§ Your goal: Reproduce the material below word for word, from its start through the line containing "point(156, 114)", with both ends included. Leave the pictures out of your answer.

-- Begin --

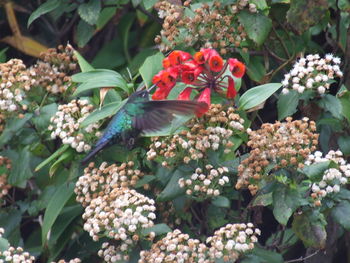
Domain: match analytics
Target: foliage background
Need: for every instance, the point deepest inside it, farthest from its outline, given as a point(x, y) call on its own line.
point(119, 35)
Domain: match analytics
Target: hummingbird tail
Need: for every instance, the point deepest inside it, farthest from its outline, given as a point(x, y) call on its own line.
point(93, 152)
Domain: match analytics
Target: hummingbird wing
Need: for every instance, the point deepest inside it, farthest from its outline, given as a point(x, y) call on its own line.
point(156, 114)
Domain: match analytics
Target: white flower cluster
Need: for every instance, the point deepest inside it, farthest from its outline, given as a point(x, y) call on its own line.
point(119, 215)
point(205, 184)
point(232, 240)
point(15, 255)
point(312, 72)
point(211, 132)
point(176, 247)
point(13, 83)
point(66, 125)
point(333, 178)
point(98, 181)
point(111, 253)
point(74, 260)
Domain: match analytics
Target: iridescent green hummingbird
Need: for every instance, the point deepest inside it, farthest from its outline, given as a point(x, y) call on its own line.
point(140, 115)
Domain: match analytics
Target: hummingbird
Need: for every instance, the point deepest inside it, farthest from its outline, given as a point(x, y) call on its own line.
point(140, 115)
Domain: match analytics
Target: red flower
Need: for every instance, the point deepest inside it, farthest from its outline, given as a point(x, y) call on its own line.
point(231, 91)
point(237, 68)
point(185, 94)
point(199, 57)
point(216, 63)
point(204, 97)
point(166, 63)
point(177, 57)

-- End --

§ Solution for this exercise:
Domain: match analytics
Target: foliage background
Need: for every instance, the point deepest inside it, farthest from its outline, given as a point(x, y) call on its own line.
point(119, 35)
Domain: match analytics
Target: hummingbird tail
Need: for every instance, the point deepest inside it, farthest from its outline, given as a point(x, y) call on its own line.
point(93, 152)
Domain: match analytics
Target: hummingbird wing
Need: for every instance, the point deepest inside it, farthest from its outline, given as a point(x, y) call on its own line.
point(156, 114)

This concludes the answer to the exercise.